* _Job item 1_: In the collected data, take the stretch from the first line through the line containing "box: [576, 6, 661, 79]", switch every "box" to "bounding box", and write those lines out again with nothing else changed.

* _Supplied text_:
[New Model]Bagel model(Diffusion Only) #319

princepride · 2025-12-15T14:22:16Z

Purpose

Resolves #203

This PR introduces support for the Bagel model (BAGEL-7B-MoT) in vllm-omni.
Specifically, it implements the txt2img inference capability using the BagelPipeline.

Subsequently, I will implement Bagel within the Model Executor. I plan to decompose the model into multiple stages: AR and DiT. The AR stage will directly utilize the implementation from the main repository, while the DiT stage will use the Model Executor's implementation. This approach will enable text2text, text2img, img2text, and img2img capabilities.

Test Plan

To verify the correctness of the implementation, a reproduction script was created to initialize the model and perform a simple text-to-image generation.

Test Script:

from vllm_omni.entrypoints.omni_diffusion import OmniDiffusion

def main():
    model_path = "../models/BAGEL-7B-MoT"

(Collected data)
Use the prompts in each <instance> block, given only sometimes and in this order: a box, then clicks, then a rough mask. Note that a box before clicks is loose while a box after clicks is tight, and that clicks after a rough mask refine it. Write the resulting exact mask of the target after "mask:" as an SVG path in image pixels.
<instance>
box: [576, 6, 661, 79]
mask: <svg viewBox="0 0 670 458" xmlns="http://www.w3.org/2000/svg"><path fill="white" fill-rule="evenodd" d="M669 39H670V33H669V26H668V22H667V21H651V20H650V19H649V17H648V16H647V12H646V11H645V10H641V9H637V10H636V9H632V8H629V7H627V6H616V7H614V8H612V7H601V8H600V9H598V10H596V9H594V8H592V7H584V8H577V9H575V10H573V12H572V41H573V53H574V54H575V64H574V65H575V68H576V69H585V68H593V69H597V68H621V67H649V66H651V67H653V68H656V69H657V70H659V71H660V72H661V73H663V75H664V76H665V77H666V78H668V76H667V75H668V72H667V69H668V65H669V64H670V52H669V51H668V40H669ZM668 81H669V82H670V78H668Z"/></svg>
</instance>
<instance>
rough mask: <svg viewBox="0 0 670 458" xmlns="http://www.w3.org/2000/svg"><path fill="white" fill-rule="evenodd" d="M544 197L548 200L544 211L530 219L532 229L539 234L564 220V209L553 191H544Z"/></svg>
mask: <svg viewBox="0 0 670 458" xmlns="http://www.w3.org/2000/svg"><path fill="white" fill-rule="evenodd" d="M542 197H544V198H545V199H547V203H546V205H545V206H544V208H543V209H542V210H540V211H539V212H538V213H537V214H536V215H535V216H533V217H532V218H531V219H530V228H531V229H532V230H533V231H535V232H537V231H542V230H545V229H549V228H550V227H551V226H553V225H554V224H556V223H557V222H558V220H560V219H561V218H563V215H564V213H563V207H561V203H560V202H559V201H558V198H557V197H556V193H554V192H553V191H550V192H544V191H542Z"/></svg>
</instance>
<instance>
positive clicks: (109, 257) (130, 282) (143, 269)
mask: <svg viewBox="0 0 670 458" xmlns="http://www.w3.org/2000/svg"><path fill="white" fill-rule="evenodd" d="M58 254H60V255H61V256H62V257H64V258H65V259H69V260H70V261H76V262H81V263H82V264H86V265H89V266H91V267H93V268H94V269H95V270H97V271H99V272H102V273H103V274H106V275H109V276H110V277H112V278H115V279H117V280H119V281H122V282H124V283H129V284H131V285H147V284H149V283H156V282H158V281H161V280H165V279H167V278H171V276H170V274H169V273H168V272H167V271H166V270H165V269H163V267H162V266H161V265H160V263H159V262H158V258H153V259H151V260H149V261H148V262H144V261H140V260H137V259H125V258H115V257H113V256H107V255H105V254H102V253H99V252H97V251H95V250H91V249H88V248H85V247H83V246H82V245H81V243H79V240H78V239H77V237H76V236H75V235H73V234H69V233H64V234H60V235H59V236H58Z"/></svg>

* _Job item 2_: Proceed with the pull request text on adding Bagel model support, picking up right after its last line.

* _Task result 1_:
Use the prompts in each <instance> block, given only sometimes and in this order: a bounding box, then clicks, then a rough mask. Note that a bounding box before clicks is loose while a bounding box after clicks is tight, and that clicks after a rough mask refine it. Write the resulting exact mask of the target after "mask:" as an SVG path in image pixels.
<instance>
bounding box: [576, 6, 661, 79]

* _Task result 2_:
    prompt = "A futuristic city skyline at twilight, cyberpunk style"
    pipeline = OmniDiffusion(model=model_path)
    result = pipeline.generate(prompt)
    output_file = "bagel_output.png"
    result.images[0].save(output_file)

if __name__ == "__main__":
    main()

Test Result

Essential Elements of an Effective PR Description Checklist

The purpose of the PR, such as "Fix some issue (link existing issues this PR will resolve)".
The test plan, such as providing test command.
The test results, such as pasting the results comparison before and after, or e2e results
(Optional) The necessary documentation update, such as updating supported_models.md and examples for a new model.
(Optional) Release notes update. If your change is user facing, please update the release notes draft.

Signed-off-by: wzliu <[email protected]>

Wzliu bagel dev

Signed-off-by: princepride <[email protected]>

hsliuustc0106 · 2025-12-16T00:55:23Z

@natureofnature PTAL

princepride · 2025-12-16T02:06:22Z

Sorry, I forgot to install pre-commit on the computer I used over the weekend.😂

SamitHuang · 2025-12-16T03:35:18Z

vllm_omni/diffusion/cache/cache_dit_backend.py

+        f"W={db_cache_config.max_warmup_steps}, "
+    )
+
+    transformer = pipeline.language_model.model


if we add self.transformer=self.language_model.model in bagel pipeline init_, can we just reuse the regular dit enabler enable_cache_for_dit?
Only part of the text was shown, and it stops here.